__DIRECTIONS__: Count the lines in the records below that contain the string "rail", treating uppercase and lowercase as different, and reply with the number alone.

__GIVEN INFORMATION__:
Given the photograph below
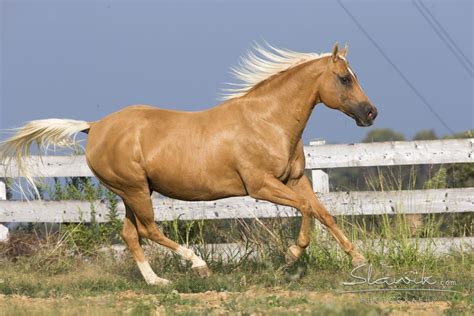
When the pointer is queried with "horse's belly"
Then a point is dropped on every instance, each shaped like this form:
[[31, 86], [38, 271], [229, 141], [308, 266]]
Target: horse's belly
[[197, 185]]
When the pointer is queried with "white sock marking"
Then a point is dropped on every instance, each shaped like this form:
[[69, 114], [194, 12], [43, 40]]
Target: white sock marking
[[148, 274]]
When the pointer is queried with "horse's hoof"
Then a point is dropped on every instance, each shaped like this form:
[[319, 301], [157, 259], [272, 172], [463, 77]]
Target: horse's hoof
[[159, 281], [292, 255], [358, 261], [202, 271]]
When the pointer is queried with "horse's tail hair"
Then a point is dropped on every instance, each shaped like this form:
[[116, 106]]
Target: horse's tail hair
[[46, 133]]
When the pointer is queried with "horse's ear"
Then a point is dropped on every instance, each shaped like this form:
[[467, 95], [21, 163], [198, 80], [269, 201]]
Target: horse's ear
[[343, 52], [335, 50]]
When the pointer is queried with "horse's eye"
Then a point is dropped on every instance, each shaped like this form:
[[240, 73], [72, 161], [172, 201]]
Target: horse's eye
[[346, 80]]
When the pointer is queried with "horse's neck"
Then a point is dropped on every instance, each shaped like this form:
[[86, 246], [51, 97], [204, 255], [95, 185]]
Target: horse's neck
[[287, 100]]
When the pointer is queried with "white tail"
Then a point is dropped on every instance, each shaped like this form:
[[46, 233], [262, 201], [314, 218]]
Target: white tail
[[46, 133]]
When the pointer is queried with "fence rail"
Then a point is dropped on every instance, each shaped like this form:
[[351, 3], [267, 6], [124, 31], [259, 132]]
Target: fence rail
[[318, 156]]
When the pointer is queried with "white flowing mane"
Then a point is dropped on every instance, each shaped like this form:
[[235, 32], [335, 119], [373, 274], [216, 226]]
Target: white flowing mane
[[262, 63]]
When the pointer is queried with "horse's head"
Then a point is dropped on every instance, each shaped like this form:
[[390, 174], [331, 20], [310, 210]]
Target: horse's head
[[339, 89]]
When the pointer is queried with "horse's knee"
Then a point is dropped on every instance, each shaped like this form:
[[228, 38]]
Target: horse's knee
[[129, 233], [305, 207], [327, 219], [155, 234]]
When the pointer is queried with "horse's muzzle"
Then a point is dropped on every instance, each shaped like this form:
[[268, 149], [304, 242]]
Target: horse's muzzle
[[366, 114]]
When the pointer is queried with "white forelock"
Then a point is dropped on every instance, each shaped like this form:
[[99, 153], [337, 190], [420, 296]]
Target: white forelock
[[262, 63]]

* * *

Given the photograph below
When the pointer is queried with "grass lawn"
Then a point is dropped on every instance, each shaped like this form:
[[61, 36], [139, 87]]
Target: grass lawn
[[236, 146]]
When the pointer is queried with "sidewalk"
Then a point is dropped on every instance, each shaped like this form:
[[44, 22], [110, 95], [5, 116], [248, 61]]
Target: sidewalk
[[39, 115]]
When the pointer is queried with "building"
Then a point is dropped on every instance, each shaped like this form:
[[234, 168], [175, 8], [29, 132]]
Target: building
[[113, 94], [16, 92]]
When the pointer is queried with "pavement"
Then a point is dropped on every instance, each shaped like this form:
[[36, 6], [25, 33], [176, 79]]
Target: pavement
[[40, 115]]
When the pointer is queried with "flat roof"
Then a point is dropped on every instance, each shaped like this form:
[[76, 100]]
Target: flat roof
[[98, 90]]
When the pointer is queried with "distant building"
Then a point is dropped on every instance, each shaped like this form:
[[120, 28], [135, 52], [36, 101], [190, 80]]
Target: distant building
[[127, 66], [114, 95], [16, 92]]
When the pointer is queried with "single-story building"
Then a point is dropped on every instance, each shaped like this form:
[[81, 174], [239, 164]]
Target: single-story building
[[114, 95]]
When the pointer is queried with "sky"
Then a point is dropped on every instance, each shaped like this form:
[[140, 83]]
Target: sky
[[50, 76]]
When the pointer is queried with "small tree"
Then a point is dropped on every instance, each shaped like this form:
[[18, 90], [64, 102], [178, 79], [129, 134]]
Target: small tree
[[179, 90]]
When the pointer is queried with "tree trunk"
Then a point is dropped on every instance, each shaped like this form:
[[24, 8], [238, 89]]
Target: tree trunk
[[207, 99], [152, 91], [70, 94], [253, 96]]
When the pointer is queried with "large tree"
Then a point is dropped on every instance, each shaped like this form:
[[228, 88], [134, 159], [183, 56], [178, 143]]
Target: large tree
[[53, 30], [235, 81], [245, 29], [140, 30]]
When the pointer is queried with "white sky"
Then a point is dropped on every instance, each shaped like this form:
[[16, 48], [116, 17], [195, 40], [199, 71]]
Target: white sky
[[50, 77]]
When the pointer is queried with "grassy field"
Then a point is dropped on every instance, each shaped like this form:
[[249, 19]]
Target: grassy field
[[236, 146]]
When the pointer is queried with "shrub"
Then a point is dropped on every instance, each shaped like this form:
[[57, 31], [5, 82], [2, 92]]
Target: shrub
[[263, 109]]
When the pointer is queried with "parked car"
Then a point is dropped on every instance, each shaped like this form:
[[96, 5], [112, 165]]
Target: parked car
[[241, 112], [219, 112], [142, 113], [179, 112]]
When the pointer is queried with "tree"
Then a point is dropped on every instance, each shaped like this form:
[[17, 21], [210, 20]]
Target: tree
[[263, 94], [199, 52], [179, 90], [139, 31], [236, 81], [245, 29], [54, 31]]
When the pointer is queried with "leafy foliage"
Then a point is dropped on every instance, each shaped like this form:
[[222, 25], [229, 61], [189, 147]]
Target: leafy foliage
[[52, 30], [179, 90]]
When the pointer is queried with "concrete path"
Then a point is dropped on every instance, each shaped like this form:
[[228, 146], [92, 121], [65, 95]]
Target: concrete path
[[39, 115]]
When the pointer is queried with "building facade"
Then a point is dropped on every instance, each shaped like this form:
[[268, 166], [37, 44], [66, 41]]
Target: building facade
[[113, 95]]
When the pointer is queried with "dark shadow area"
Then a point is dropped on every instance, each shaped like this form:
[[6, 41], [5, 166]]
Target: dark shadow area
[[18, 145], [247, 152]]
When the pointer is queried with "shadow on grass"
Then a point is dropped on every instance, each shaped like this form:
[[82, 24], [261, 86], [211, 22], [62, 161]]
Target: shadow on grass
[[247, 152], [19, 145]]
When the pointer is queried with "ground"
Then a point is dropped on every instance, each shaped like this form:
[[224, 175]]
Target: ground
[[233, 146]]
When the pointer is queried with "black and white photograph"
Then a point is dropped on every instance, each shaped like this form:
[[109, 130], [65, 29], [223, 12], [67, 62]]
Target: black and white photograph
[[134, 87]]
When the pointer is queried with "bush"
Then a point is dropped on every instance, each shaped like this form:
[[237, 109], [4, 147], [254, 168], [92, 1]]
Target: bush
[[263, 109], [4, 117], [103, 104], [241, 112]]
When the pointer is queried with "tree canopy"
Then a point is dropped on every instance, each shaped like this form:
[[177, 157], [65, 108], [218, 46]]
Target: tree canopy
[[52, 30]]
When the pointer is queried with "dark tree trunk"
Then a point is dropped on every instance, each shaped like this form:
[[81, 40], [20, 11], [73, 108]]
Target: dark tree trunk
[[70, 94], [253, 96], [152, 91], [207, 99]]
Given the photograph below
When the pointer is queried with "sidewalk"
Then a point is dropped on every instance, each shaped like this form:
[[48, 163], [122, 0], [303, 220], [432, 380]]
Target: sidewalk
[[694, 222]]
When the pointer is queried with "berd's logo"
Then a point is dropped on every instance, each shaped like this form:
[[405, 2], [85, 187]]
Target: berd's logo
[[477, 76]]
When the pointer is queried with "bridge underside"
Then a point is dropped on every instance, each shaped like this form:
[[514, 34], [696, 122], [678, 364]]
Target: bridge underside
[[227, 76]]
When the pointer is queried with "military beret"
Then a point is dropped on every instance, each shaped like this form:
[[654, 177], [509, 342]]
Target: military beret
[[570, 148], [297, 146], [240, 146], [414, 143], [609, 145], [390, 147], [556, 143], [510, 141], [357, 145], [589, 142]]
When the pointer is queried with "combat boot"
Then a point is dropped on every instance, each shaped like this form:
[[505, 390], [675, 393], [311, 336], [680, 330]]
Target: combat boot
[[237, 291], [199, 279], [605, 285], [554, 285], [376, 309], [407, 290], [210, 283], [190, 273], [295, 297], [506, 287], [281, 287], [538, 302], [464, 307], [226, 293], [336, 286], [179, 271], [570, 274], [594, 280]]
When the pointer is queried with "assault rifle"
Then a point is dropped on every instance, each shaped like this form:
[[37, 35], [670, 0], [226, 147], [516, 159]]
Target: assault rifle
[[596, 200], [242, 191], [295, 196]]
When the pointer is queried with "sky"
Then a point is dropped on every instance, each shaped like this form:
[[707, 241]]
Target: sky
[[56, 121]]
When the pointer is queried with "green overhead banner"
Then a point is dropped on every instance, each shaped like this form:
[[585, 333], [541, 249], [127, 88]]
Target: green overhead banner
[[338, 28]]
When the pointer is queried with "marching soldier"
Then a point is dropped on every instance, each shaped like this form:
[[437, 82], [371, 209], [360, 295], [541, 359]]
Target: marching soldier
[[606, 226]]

__EXERCISE RESULT__: 2